**ISTRUZIONI DEL COMPITO**
Stampa senza alcuna modifica il brano del testo su Hezbollah che si apre con le parole "Dunque, chi disarmerà" e si chiude con "cadere il governo.".

**ESTRATTO DEL DOCUMENTO**
+--

Dunque, chi disarmerà Hezbollah? Secondo Prodi, lo farà l’esercito libanese: ma questo ha già dichiarato che Hezbollah è più forte e meglio armato delle truppe regolari di Beirut, che né possono né vogliono procedere al disarmo. Quanto ai caschi blu dell’ONU, non sono mai riusciti a disarmare nessuno, neanche i massacratori del Ruanda, non per carenza di capacità tecnica — che ai militari italiani non manca di certo — ma per veti incrociati al Palazzo di Vetro. E se le truppe italiane sparassero un solo colpo contro Hezbollah, Diliberto e compagni a Roma farebbero cadere il governo.
L’idea più brillante è venuta a D’Alema: cambiamo divisa agli uomini di Hezbollah e facciamone una divisione dell’esercito libanese. Dev’essere quanto gli hanno suggerito i suoi compagni di merende e di passeggiate a Beirut. Avremmo così dei ladri che operano impunemente travestiti da guardie, dei terroristi incaricati di proteggere l’area dal terrorismo, con conseguenze facili da immaginare. D’Alema potrebbe proporre al suo amico Vladimir Putin di trasformare i terroristi ceceni in una divisione dell’esercito russo, o al collega ministro Vincenzo Visco di arruolare, se non nei carabinieri, almeno nella polizia tributaria i picciotti della mafia, che certamente dispongono di metodi altamente persuasivi per far pagare a commercianti e a professionisti le nuove gabelle del Governo Prodi.
Non è poi nemmeno sicuro che, per quanto amici di D’Alema e gemellati con Diliberto, i miliziani di Hezbollah non sparino comunque sui soldati italiani. Una cosa sono i capi a Beirut, un’altra le cellule nei villaggi fanatizzate dall’odio contro i «crociati» occidentali in genere. Insomma, un’operazione per ora ambigua che nasce dalla combinazione fra la volontà di protagonismo di un governo debole e il complesso anti-israeliano di una sinistra che pensa che i nostri soldati debbano proteggere i terroristi da Israele e non Israele dai terroristi. La Casa delle Libertà farà bene a mantenersi diffidente.
VIII. Dalemallah
I servizi italiani hanno intercettato una telefonata fra Osama Bin Laden e il presidente iraniano Ahmadinejad. Non trovandovi riferimenti né a illeciti relativi al campionato di calcio né a Silvio Berlusconi, i nostri magistrati hanno deciso di distruggere il nastro. Ne pubblichiamo qui integralmente il contenuto.

+--

Voci di puntamento ed etichettatura:
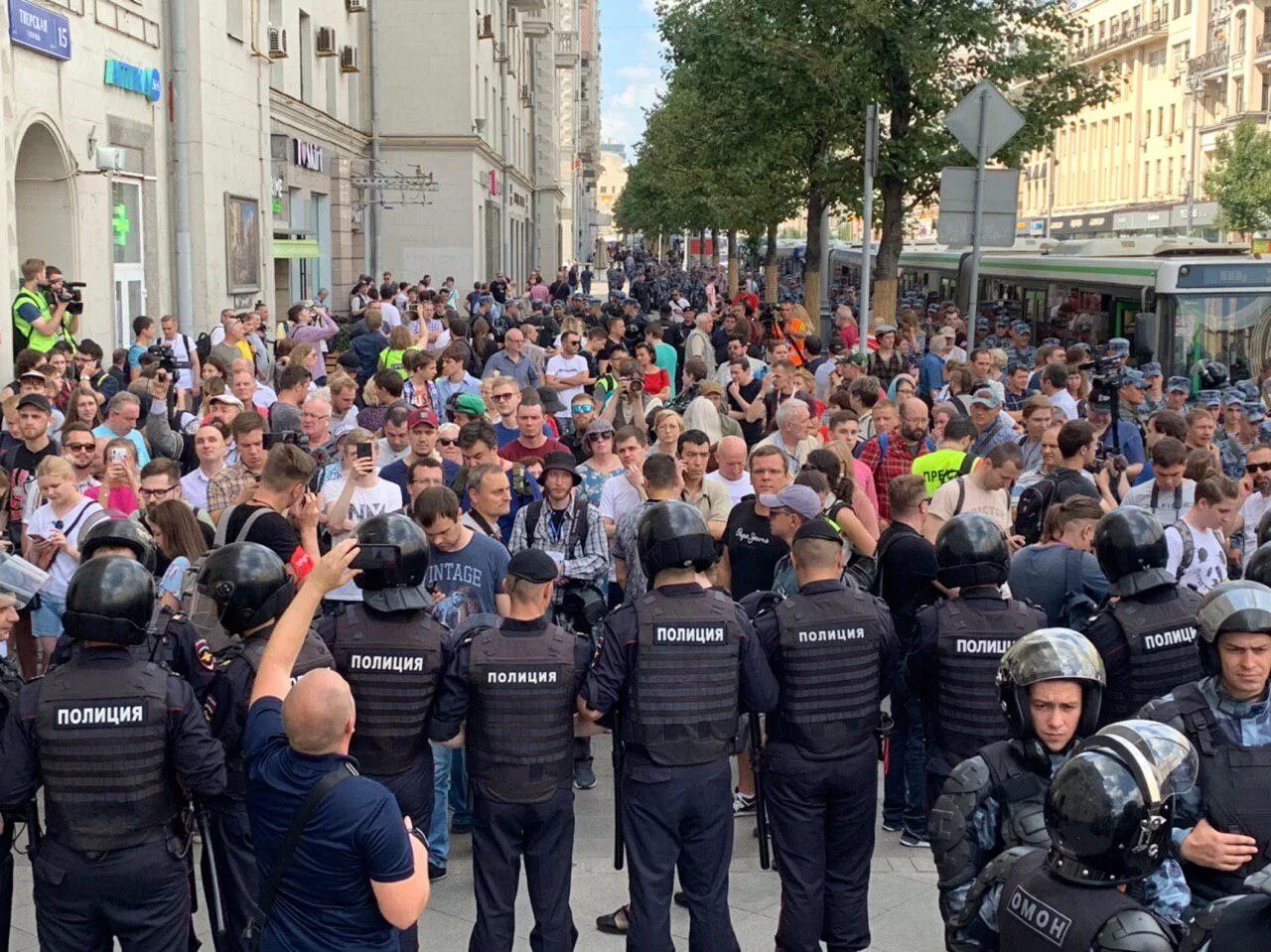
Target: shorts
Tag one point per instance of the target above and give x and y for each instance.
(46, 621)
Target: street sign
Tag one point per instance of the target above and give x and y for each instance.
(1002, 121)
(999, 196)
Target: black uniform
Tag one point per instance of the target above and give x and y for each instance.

+--

**LA TUA RISPOSTA**
Dunque, chi disarmerà Hezbollah? Secondo Prodi, lo farà l’esercito libanese: ma questo ha già dichiarato che Hezbollah è più forte e meglio armato delle truppe regolari di Beirut, che né possono né vogliono procedere al disarmo. Quanto ai caschi blu dell’ONU, non sono mai riusciti a disarmare nessuno, neanche i massacratori del Ruanda, non per carenza di capacità tecnica — che ai militari italiani non manca di certo — ma per veti incrociati al Palazzo di Vetro. E se le truppe italiane sparassero un solo colpo contro Hezbollah, Diliberto e compagni a Roma farebbero cadere il governo.